→ **TASK OBJECTIVE**: Write out only the lines running from the one that contains "For the evaluation, point out each instance of the point" to the end of the material, both ends included.

→ **DATA**:
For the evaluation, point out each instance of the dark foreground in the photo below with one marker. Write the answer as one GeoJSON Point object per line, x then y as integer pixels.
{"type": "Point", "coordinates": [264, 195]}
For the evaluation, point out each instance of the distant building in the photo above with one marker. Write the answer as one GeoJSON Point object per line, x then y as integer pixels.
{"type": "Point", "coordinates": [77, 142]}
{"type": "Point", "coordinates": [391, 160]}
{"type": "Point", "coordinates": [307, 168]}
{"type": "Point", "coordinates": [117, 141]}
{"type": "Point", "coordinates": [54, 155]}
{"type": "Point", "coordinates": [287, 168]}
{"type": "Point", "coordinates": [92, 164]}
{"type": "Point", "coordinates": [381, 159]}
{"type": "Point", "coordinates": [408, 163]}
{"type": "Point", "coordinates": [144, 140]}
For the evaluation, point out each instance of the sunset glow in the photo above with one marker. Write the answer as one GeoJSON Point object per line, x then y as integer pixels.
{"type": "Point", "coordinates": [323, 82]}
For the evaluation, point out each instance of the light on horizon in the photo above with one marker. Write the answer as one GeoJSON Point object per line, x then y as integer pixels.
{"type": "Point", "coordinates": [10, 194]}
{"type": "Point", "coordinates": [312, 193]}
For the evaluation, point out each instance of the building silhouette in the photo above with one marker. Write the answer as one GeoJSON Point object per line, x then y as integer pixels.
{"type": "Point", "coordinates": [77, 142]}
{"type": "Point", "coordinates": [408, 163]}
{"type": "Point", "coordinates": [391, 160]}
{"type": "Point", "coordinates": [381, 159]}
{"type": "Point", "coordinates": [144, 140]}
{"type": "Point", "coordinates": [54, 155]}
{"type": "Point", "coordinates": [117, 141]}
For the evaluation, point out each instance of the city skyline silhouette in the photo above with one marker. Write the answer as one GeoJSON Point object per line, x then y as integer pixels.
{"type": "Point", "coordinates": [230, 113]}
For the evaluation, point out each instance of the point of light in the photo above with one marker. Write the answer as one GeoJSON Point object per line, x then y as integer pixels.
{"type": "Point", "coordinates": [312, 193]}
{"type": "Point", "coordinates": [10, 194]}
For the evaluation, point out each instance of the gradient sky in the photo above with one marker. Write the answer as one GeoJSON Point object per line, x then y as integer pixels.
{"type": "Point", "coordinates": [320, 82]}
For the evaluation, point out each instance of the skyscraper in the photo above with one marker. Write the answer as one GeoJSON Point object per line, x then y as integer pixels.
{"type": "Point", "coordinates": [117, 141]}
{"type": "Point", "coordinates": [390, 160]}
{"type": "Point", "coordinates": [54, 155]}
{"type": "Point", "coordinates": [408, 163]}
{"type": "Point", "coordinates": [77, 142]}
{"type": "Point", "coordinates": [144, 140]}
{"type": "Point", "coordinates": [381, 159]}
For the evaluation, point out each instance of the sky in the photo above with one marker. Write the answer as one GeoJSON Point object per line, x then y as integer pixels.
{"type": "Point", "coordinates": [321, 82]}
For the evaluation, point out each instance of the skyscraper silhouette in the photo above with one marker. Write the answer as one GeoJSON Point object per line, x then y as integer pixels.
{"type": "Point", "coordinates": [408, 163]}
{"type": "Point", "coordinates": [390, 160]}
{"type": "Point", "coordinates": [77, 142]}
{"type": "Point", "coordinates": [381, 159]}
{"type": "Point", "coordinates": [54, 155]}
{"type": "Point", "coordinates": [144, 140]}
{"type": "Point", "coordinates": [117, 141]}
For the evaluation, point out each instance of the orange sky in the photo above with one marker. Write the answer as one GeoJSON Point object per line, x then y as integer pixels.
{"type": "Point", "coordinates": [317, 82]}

→ **TASK ANSWER**:
For the evaluation, point out each instance of the point of light in the photo above with one marker. Write the answer as one GeoJSON Point object per line, x then y as integer pixels.
{"type": "Point", "coordinates": [312, 193]}
{"type": "Point", "coordinates": [10, 194]}
For the evaluation, point out each instance of the gradient sky in the photo above with one marker. Write the answer as one GeoJSON Point object per line, x then y as integer pixels.
{"type": "Point", "coordinates": [320, 82]}
For the evaluation, point out each instance of the skyscraper in the photo above with one marker. Write the answer as one GeoJSON Point object per line, x then y as integer pixels.
{"type": "Point", "coordinates": [117, 141]}
{"type": "Point", "coordinates": [390, 160]}
{"type": "Point", "coordinates": [54, 155]}
{"type": "Point", "coordinates": [408, 163]}
{"type": "Point", "coordinates": [77, 142]}
{"type": "Point", "coordinates": [144, 140]}
{"type": "Point", "coordinates": [381, 159]}
For the evaluation, point out each instance of the sky in the photo above with one marker. Write the answer as one GeoJSON Point object per line, x then y as integer pixels.
{"type": "Point", "coordinates": [321, 82]}
For the evaluation, point out each instance of the skyscraper silhouette in the photo above with one marker. Write the answer as one GeoJSON Point object per line, x then y as integer pixels.
{"type": "Point", "coordinates": [408, 163]}
{"type": "Point", "coordinates": [390, 160]}
{"type": "Point", "coordinates": [77, 142]}
{"type": "Point", "coordinates": [381, 159]}
{"type": "Point", "coordinates": [54, 155]}
{"type": "Point", "coordinates": [144, 140]}
{"type": "Point", "coordinates": [117, 141]}
For the evaluation, point out each instance of the orange sky in the photo above with one marker. Write the answer as one GeoJSON Point object per line, x then y as integer pixels.
{"type": "Point", "coordinates": [317, 82]}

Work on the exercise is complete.